SET TASK - Repeat word for word the part of the script excerpt below that opens with the words containing "Kuzco: Mmmm. [pauses]" and closes with "stuff for you.".

PAGE EXTRACT -
▽
Pacha: No, no, no. It's-It's okay. This-This is all right. We can figure this out.
[The log starts to break in two]
Kuzco: I hate you.
[The log breaks sending them plummeting to the ground]
Pacha & Kuzco: Nooo!
[Tied to the log, they drop into a fast-flowing river, hit a number of rocks, then luckily are bounced into far calmer waters]
Kuzco: I don't know about you, but I'm getting all funned out.
Pacha: Uh-oh.
Kuzco: [resigned] Don't tell me: We're about to go over a huge waterfall.
Pacha: Yep.
Kuzco: Sharp rocks at the bottom?
Pacha: Most likely.
Kuzco: [pause] Bring it on. [yells as they go over] Boo-yaaa!
[Kuzco is washing his mouth out with water]
Pacha: For the last time it was not a kiss.
Kuzco: Well, whatever you call it, [Kuzco spits the water onto Pacha's fire, putting it out] it was disgusting. And if you would've done what I ordered you to do in the first place, we all could have been spared your little kiss of life. [Kuzco shakes off the water from his fur which puts out the fire Pacha has just re-lit] But now that you're here, you will take me back to the palace. I'll have Yzma change me back, and then I'll start construction on Kuzcotopia. Oh yeah!
Pacha: Okay, now look, I think we got off on the wrong foot here. I just think if you really thought about it you'd decide to build your home on a different hilltop.
Kuzco: [completely uninterested in what Pacha was saying, Kuzco finishes off drying himself with Pacha's poncho] And why would I do that? [Kuzco throws the poncho over the fire, putting it out again]
Pacha: Because [controls his anger] deep down, I think you'll realize that you're forcing an entire village out of their homes just for you.
Kuzco: And that's bad?
Pacha: Well, yeah. Uh, nobody's that heartless.
Kuzco: Mmmm. [pauses] Now take me back.
Pacha: What? Wait, wait. How can you be this way? All you care about is building your summer home and filling it with stuff for you.
Kuzco: Uh, yeah. Doy. Me. Everyone else in the kingdom gets it. You're the only one that doesn't seem to be with the programme, eh, Pacha?
Pacha: You know what? Someday, you're gonna wind up all alone and you'll have no one to blame but yourself.
Kuzco: [sarcastically] Thanks for that, I'll log that away. Now, for the final time I order you to take me back to the palace.
Pacha: Looks to me like you're stuck out here because unless you change your mind, I'm not taking you back.
△
PROVIDED DATA -
▽
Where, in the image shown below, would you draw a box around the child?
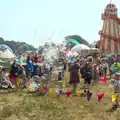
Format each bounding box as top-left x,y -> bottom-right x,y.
69,62 -> 80,94
111,73 -> 120,108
△
WRITTEN SOLUTION -
Kuzco: Mmmm. [pauses] Now take me back.
Pacha: What? Wait, wait. How can you be this way? All you care about is building your summer home and filling it with stuff for you.